Show each line from the items below that contains the word "cypress".

□ □ □ □

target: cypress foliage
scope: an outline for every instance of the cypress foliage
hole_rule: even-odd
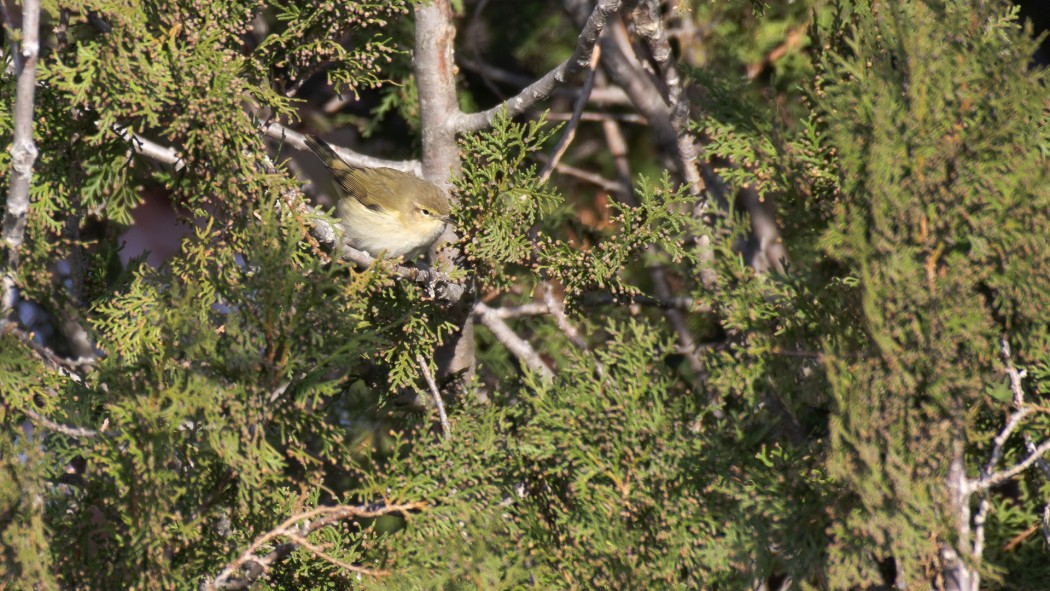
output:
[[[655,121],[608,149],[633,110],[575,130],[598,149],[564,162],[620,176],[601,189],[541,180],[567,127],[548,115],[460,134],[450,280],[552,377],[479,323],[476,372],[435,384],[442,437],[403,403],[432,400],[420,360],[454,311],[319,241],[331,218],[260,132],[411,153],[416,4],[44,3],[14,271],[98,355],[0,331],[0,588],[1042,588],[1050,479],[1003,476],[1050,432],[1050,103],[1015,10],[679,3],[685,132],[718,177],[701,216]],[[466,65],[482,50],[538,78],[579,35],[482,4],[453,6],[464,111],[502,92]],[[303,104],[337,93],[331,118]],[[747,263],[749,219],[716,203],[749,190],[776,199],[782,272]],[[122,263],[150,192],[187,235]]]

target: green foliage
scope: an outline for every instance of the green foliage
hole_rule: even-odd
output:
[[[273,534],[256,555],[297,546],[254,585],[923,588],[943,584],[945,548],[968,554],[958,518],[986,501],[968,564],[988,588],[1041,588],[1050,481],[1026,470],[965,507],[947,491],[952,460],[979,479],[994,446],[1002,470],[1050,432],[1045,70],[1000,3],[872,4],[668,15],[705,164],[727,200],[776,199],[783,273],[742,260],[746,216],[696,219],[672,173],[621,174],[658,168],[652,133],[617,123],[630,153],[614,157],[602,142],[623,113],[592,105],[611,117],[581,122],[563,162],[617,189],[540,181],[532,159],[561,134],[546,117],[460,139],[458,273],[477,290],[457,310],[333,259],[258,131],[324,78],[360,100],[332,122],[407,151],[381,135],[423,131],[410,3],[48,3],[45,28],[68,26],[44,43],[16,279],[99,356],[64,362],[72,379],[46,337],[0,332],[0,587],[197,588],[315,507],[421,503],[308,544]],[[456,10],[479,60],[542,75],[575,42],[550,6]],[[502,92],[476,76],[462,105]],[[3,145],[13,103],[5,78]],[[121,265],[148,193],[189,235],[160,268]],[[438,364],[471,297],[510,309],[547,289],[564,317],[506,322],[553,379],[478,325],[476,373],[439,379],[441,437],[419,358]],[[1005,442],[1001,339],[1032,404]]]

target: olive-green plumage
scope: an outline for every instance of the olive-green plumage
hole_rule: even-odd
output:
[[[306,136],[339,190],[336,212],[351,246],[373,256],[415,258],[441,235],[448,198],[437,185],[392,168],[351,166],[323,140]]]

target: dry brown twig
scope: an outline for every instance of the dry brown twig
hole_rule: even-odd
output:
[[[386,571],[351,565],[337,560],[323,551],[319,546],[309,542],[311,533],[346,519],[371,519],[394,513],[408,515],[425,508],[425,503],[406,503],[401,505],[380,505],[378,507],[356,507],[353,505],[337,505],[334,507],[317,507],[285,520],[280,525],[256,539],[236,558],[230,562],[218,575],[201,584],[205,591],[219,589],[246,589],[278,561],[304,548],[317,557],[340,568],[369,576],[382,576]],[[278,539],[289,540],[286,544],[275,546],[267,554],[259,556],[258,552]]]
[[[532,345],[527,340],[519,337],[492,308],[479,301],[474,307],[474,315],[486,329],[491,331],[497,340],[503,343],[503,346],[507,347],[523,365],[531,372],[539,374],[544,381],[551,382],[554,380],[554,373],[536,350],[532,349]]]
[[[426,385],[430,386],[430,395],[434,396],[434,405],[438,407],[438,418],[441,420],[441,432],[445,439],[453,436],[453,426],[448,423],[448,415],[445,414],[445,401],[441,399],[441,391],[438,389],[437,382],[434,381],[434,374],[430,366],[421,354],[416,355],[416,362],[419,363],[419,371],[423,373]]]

□ □ □ □

Final result —
target: cypress foliage
scope: an outline for every instance of the cypress foliage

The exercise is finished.